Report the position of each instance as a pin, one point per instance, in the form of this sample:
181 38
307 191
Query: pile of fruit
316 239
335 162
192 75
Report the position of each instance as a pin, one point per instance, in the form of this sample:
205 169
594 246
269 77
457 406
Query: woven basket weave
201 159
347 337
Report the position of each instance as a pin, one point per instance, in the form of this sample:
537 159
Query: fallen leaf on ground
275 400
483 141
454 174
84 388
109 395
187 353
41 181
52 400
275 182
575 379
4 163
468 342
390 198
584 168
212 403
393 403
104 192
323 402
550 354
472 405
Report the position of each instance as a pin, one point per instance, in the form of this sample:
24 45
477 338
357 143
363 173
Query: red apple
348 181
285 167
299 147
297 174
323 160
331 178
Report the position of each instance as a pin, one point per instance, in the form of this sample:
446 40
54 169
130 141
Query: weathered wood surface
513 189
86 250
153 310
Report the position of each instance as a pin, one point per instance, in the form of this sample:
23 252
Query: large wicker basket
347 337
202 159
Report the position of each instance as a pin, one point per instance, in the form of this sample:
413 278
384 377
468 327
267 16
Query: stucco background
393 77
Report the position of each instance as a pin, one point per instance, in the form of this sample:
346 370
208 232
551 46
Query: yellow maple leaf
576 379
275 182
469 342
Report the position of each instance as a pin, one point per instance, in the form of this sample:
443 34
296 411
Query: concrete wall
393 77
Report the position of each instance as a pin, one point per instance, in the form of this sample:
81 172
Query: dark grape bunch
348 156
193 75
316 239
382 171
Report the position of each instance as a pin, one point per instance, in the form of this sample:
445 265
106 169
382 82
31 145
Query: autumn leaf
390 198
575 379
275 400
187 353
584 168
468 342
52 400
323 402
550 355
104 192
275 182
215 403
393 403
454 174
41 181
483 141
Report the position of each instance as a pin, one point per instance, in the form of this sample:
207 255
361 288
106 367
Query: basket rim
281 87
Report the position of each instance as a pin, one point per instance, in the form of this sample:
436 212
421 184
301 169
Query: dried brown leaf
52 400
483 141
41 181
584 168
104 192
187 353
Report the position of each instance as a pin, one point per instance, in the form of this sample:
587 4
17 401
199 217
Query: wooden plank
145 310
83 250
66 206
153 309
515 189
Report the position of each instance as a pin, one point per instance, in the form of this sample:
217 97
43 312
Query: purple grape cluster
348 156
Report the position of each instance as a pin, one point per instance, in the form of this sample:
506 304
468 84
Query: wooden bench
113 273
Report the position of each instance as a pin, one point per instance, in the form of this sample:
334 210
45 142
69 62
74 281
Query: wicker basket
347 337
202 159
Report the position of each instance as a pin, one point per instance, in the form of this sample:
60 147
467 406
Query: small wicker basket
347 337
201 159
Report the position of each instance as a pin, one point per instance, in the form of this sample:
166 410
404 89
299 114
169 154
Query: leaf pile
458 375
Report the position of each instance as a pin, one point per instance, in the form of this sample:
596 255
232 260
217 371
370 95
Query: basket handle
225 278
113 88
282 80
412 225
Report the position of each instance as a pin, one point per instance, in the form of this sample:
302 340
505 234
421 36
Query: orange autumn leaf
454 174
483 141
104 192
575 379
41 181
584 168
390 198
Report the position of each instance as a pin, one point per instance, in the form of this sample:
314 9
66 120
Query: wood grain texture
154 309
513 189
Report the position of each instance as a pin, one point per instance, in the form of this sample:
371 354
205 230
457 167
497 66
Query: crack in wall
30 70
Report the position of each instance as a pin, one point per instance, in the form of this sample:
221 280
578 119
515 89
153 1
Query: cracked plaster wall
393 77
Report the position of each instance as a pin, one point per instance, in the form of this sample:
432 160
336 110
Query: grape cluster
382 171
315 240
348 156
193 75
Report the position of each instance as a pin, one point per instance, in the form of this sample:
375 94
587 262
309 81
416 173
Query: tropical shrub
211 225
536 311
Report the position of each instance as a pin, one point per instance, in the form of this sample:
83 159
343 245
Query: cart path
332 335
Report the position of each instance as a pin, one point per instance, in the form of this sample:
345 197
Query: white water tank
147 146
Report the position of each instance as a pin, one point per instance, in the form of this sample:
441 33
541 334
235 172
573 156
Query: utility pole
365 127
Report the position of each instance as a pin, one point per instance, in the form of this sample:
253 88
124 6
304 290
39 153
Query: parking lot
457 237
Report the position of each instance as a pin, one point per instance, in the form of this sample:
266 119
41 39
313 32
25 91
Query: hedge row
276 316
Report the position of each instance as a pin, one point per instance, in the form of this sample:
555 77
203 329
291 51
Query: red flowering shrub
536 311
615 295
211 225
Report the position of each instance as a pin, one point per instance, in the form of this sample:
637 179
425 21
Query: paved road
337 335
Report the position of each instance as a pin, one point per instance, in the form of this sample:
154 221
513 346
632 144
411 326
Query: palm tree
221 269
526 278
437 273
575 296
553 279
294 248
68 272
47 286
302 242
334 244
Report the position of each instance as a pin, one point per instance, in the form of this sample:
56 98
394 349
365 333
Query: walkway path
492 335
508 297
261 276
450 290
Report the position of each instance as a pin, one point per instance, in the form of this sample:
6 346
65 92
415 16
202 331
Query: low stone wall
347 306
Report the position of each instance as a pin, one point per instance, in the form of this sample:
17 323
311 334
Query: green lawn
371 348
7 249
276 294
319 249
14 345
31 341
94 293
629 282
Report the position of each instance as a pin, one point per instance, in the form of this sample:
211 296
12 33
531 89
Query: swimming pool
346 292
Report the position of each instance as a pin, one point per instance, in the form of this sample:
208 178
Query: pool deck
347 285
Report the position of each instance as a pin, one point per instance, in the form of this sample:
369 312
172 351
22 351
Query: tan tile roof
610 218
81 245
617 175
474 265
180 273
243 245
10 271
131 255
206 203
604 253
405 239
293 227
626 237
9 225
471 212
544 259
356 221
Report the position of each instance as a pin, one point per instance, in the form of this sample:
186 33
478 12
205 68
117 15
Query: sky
····················
**Directive**
The listing above must be transcribed exactly, line by line.

**Answer to this task**
Report the position of each instance as a pin, one point per instance, in the form of this sample:
181 38
307 191
Query: pile of fruit
316 239
335 162
192 75
Report the position of each instance as a pin, one point per instance, in the form of this sample:
205 169
594 246
269 77
457 406
Query: woven basket weave
201 159
347 337
Report the position of each instance as a pin, one point per instance, in the form of this sample:
537 159
Query: fallen leaf on ground
275 400
483 141
454 174
84 388
109 395
187 353
41 181
52 400
275 182
575 379
4 163
468 342
390 198
584 168
212 403
393 403
104 192
323 402
550 354
472 405
Report the position of each instance as a pin, one point per instance, in the form of this sample:
24 45
477 338
357 143
363 173
Query: red apple
348 181
285 167
299 147
297 174
323 160
331 178
Report the position of each instance as a pin, one point per instance, in the form of this sample:
446 40
54 169
130 141
Query: weathered wood surface
513 189
86 250
153 310
Report the position of each instance as a pin, one point per instance, in the form of this sample:
23 252
Query: large wicker basket
347 337
202 159
Report the position of each instance as a pin, one point per instance, in the form of this sample:
413 278
384 377
468 327
267 16
Query: stucco background
393 77
Report the position of each instance as a pin, one point per instance, in the form of this sample:
346 370
208 232
551 46
Query: yellow maple leaf
576 379
275 182
469 342
Report the position of each instance as a pin, one point per instance, in the form of this sample:
443 34
296 411
Query: concrete wall
393 77
Report the position of each instance as a pin, one point per instance, in the form of this sample:
81 172
Query: dark grape bunch
348 156
193 75
316 239
382 171
Report the position of each instance as a pin, one point per instance, in the form of this sample:
445 265
106 169
382 82
31 145
Query: autumn leaf
390 198
575 379
275 400
187 353
584 168
468 342
52 400
323 402
550 355
104 192
275 182
215 403
393 403
454 174
41 181
483 141
Report the position of each instance as a pin, one point per instance, in the form of this sample:
207 255
361 288
106 367
Query: basket rim
281 87
Report the position of each instance as a pin, one point per instance, in the form of this sample:
436 212
421 184
301 169
Query: dried brown leaf
52 400
483 141
41 181
584 168
104 192
187 353
Report the position of each instance as a pin, one point per instance, in the form of this sample:
587 4
17 401
199 217
Query: wooden plank
145 310
83 250
66 206
153 309
515 189
Report the position of each instance as a pin, one point per instance, in the form of this sample:
217 97
43 312
Query: purple grape cluster
348 156
Report the position of each instance as a pin, one point per instance, in the form of this sample:
506 304
468 84
Query: wooden bench
113 273
Report the position of each instance as a pin, one point per instance, in the form of this sample:
334 210
45 142
69 62
74 281
Query: wicker basket
347 337
202 159
Report the position of each instance as a pin, one point per instance, in the form of this sample:
60 147
467 406
Query: small wicker basket
347 337
201 159
Report the position of each instance as a pin, one point per instance, in the form of this sample:
166 410
404 89
299 114
169 154
Query: leaf pile
458 375
Report the position of each instance as a pin, one point per instance, in the form of this sample:
596 255
232 260
217 371
370 95
Query: basket handle
225 278
113 88
282 80
412 225
Report the position of each instance as a pin, one point per instance, in the form of this sample:
302 340
505 234
421 36
Query: orange autumn leaf
454 174
483 141
104 192
575 379
41 181
584 168
390 198
Report the position of each instance as a pin, one point per instance, in the form of this sample:
314 9
66 120
Query: wood grain texture
154 309
513 189
Report the position of each instance as a pin, one point per instance, in the form of this sample:
371 354
205 230
457 167
497 66
Query: crack in wall
30 70
Report the position of each instance as a pin, one point per instance, in the form of this sample:
221 280
578 119
515 89
153 1
Query: cracked plaster wall
393 77
Report the position of each instance as a pin, one point per instance, in the form of this sample:
432 160
336 110
Query: grape cluster
382 171
315 240
348 156
193 75
Report the position of each instance as a pin, one point per instance, in the form of this sample:
375 94
587 262
309 81
416 173
Query: tropical shrub
211 225
536 311
Report the position of each instance as a pin, one point per instance, in the form of this sample:
83 159
343 245
Query: cart path
332 335
Report the position of each instance as a pin, one point per instance, in the form of this sample:
345 197
Query: white water tank
147 146
Report the position of each instance as a pin, one point per instance, in the form of this sample:
441 33
541 334
235 172
573 156
Query: utility pole
365 127
Report the position of each instance as a pin, one point per instance, in the form of this sample:
253 88
124 6
304 290
39 153
Query: parking lot
457 237
Report the position of each instance as a pin, one point per instance, in the form of this sample:
266 119
41 39
313 32
25 91
Query: hedge row
276 316
Report the position of each instance as a pin, one point per instance, in the form of this sample:
555 77
203 329
291 51
Query: red flowering shrub
536 311
615 295
211 225
Report the position of each instance as a pin, one point per instance, in the form of this sample:
637 179
425 21
Query: paved road
337 335
Report the position of each instance as a pin, one point per instance, in the form of this sample:
154 221
513 346
632 144
411 326
Query: palm tree
221 269
526 278
437 273
575 296
553 279
294 248
68 272
47 286
302 242
334 244
Report the position of each instance as a pin, one point per instance, in the form of this sample:
56 98
394 349
365 333
Query: walkway path
492 335
508 297
261 276
450 290
Report the position of each instance as a pin, one point per instance, in the form of this sample:
6 346
65 92
415 16
202 331
Query: low stone wall
347 306
Report the position of each instance as a pin, one point per instance, in the form of this sample:
17 323
311 334
Query: green lawn
371 348
7 249
276 294
319 249
14 345
31 341
94 293
629 282
Report the position of each instance as a pin, one point per instance, in the form of this sample:
211 296
12 33
531 89
Query: swimming pool
346 292
Report the position of each instance as a pin, one point per instance, in the form of this sample:
208 178
Query: pool deck
347 285
Report the position of each instance as a pin, one point per instance, in the form of this sample:
369 312
172 351
22 351
Query: tan tile roof
610 218
81 245
617 175
474 265
180 273
243 245
10 271
131 255
206 203
604 253
405 239
293 227
626 237
9 225
471 212
544 259
356 221
Report the position of each instance as a pin, one point per instance, in the form of this sample:
186 33
478 12
205 68
117 15
Query: sky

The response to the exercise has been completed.